The third most-powerful Democrat in the Senate said Sunday that he felt a "a lot better today" about the prospect of reaching a compromise to raise the debt ceiling although he emphasized that "nothing is done yet" and that "we're not yet ready to try and urge anybody to be for" the plan.
"I feel a lot better today about the ability to avoid default than I did even yesterday morning," Sen. Chuck Schumer, D-N.Y., said in an appearance on CBS' "Face the Nation." "A default would have such disastrous consequences for our nation for decades to come. The fact that the leaders are talking, even if I'm sure hardly anyone agrees with everything they're going to come up with, is a good thing."
Special Section: America's Debt Crisis
McConnell: "Very close" on deal to avoid default
White House: "We don't have a deal" on debt bill
With Tuesday's deadline for avoiding default fastly approaching, Republicans and Democrats are frantically attempting to hammer out a deal that would extend the debt limit through 2012 and cut up to $3 trillion in spending over the next 10 years.
The reductions, according to this plan, would come in two waves. The first wave would include $1 trillion in reductions, and a bipartisan "super congressional committee" would need to determine the second round of cuts by Thanksgiving of 2012. If Congress failed to act on the second round, there would be automatic "trigger" cuts to defense spending and entitlements.
Schumer emphasized, however, that he would not be able to endorse the plan in progress until Democrats were able to take a hard look at the details - particularly in regard to the triggers that would be enacted if the proposed committee was unable to agree on cuts within the specified time frame.
"We haven't even seen it yet," Schumer said of the deal in progress. "(Senate Majority Leader Harry) Reid and Democrats in the Senate have not signed off on this deal. We don't even know what all the details are. So we're not yet ready to try and urge anybody to be for it."

#### Apply what you read
1 - Please translate this sentence from the debt ceiling article above into Spanish: "The reductions, according to this plan, would come in two waves."
2 - In the debt ceiling article above, by when would the bipartisan "super congressional committee" need to determine the second round of cuts?
3 - Carry on the debt ceiling article above from its final paragraph.

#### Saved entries

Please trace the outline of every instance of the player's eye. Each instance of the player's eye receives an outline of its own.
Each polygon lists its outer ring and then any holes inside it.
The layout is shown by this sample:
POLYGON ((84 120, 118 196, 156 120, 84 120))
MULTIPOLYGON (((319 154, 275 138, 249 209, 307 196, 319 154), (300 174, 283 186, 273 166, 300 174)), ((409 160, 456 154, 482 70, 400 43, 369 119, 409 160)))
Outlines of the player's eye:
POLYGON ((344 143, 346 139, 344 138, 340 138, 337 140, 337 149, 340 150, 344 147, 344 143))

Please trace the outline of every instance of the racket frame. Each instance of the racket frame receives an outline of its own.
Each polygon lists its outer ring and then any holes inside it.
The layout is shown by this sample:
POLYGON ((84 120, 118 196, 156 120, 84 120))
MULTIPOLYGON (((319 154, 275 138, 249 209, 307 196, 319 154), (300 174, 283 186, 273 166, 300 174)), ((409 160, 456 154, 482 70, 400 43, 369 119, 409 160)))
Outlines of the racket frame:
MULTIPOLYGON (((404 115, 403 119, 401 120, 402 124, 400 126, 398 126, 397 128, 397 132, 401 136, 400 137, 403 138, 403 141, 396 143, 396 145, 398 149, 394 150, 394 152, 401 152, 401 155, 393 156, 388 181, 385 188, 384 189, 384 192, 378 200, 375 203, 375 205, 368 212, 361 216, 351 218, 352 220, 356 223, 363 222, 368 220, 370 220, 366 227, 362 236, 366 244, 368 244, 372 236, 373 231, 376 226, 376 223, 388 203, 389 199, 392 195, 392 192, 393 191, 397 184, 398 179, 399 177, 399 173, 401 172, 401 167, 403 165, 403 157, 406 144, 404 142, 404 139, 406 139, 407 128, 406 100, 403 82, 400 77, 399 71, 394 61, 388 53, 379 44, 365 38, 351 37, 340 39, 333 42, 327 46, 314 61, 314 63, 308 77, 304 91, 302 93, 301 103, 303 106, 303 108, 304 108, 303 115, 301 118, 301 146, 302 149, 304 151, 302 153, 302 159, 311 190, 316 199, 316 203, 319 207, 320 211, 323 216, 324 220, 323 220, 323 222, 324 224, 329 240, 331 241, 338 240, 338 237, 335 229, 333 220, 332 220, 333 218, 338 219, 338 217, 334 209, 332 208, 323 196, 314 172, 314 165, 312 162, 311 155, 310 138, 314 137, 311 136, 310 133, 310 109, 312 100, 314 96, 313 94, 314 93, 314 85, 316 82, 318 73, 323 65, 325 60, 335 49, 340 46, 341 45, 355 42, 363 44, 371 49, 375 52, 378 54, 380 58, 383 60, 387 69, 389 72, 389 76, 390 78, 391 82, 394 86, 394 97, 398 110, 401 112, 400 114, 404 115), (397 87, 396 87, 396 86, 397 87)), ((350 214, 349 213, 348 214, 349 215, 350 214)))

#### Answers below
1 - Las reducciones, según este plan, llegarían en dos oleadas.

2 - By Thanksgiving of 2012.

3 -
"The triggers [are] still being constructed and nothing is done yet," Schumer told CBS' Bob Schieffer. "There's lots of decisions yet to be made."
"There are hundreds of details here, and all of them have to be worked through and obviously it's got to be done very quickly to avoid default, which is the nightmare for everybody," he added.
Schumer emphasized that the triggers would need to be equally difficult for both parties to digest.
"The key with the trigger is one word: Equality," he continued. "It should be equally tough on Democrats and Republicans. The tough part on the Democratic side, if we don't come to an agreement, there will be cuts in programs that we like - helping middle class kids go to college, prescription drugs. On the Republican side, we believe that the trigger should have revenues, potentially, so that they would have to do things they hate like close tax loopholes for oil companies and corporate jets."
Schumer also said that, if the plan were to pass and the bipartisan congressional committee should "come to exist," Democrats would push for the inclusion of revenue increases in the second round of cuts - and fight any benefit cuts to Medicare.
"There's going to be a lot of tough decisions on the committee," Schumer said. "The committee has no restraints on it. We will fight very hard for revenues on that committee, if it should come to exist. But we will, you know, be very adamant that there shouldn't be benefit cuts in Medicare."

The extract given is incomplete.